→ PERINTAH TUGAS A: Tentukan apakah setiap pernyataan berikut sesuai dengan teks tentang ledakan emosi pada anak. Jawab ya atau tidak, lalu kutip kata-kata teks yang menjadi dasarnya tanpa diubah. (i) Dr. Lee Wan-chen bekerja sebagai dokter di Taipei City Hospital cabang Songde. (ii) Pelatihan emosi hanya ditujukan untuk anak-anak. (iii) Tanda-tanda ledakan emosi pada anak baru muncul saat usia remaja.
→ PERINTAH TUGAS B: Tuliskan lanjutan teks tentang ledakan emosi pada anak, dimulai tepat setelah kalimat terakhirnya.

Tindakan kekerasan sering dikaitkan dengan masalah remaja, tapi kenyataannya banyak anak yang menunjukkan tanda-tanda ledakan emosi sejak usia dini, yang sering kali menjadi pemicu konflik emosi antara orang tua dan anak. Dr. Lee Wan-chen, dokter di Taipei City Hospital cabang Songde, menyarankan bahwa pelatihan emosi tidak hanya ditujukan untuk anak-anak, tetapi orang tua juga perlu belajar mengendalikan diri dan membimbing anak-anak dengan cara yang tepat, secara bertahap membangun interaksi orang tua-anak yang stabil.

→ ENTRI DATASET:
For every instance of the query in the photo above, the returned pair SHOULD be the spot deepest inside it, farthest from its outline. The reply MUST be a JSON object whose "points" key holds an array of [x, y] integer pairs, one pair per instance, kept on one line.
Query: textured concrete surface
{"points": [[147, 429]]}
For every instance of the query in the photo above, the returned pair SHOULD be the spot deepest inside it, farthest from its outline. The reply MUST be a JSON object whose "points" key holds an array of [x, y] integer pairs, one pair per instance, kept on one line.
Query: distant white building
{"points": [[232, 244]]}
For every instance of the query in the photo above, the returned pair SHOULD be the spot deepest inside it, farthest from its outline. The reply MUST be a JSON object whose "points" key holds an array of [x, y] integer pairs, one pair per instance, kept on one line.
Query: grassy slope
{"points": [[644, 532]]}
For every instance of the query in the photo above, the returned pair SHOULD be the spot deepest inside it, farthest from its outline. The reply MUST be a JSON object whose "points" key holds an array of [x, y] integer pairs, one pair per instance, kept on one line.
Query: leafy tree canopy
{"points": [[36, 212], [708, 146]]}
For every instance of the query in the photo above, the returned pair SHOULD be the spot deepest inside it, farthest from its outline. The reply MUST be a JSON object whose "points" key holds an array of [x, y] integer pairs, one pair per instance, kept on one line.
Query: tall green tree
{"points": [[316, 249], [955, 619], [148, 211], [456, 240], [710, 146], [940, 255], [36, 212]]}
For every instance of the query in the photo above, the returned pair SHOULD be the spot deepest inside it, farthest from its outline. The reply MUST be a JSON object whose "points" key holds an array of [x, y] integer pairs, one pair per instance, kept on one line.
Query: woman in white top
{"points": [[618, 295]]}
--
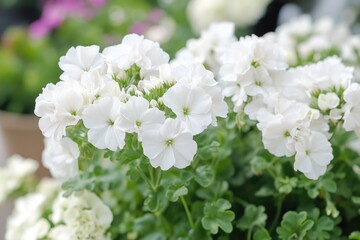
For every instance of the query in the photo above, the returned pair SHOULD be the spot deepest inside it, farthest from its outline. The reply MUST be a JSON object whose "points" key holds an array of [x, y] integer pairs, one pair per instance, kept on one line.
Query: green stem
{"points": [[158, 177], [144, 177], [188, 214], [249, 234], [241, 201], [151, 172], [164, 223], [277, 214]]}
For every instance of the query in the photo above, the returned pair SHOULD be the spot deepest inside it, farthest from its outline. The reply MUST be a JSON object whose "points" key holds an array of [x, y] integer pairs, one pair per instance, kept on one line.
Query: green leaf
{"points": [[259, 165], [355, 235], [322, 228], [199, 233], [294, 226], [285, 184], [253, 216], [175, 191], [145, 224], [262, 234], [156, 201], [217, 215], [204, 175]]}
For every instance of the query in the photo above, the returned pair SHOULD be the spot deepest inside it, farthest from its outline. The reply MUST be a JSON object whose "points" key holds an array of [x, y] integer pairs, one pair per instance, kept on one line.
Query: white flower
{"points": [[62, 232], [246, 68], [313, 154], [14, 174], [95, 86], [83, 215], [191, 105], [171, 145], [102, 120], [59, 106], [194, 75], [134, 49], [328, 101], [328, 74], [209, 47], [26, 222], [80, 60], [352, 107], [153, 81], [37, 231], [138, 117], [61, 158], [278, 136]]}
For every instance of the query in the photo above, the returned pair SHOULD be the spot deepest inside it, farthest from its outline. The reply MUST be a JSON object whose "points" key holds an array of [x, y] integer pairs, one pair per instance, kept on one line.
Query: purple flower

→ JAWABAN TUGAS A:
(i) Ya: "Dr. Lee Wan-chen, dokter di Taipei City Hospital cabang Songde"
(ii) Tidak: "pelatihan emosi tidak hanya ditujukan untuk anak-anak, tetapi orang tua juga perlu belajar mengendalikan diri"
(iii) Tidak: "banyak anak yang menunjukkan tanda-tanda ledakan emosi sejak usia dini"

→ JAWABAN TUGAS B:
Pelatihan Emosi Sejalan untuk Orang Tua dan Anak
Bagi banyak orang tua, menangani perilaku kekerasan anak mereka bisa terasa luar biasa, tetapi sekadar memarahi tidak menyelesaikan masalah. Dr. Lee menunjukkan bahwa banyak anak bertindak secara kasar karena tidak mampu mengendalikan dorongan hati mereka. Orang tua harus mempertimbangkan apakah ada masalah dibaliknya, seperti kurangnya perhatian, gangguan hiperaktif, atau tekanan emosi yang terpendam, yang mungkin berkontribusi pada perilaku anak mereka. Terlepas dari penyebabnya, keterampilan pengasuhan yang tenang, lingkungan komunikasi yang lembut, dan latihan pengendalian emosi yang tepat adalah kunci untuk mengurangi perilaku kekerasan pada anak.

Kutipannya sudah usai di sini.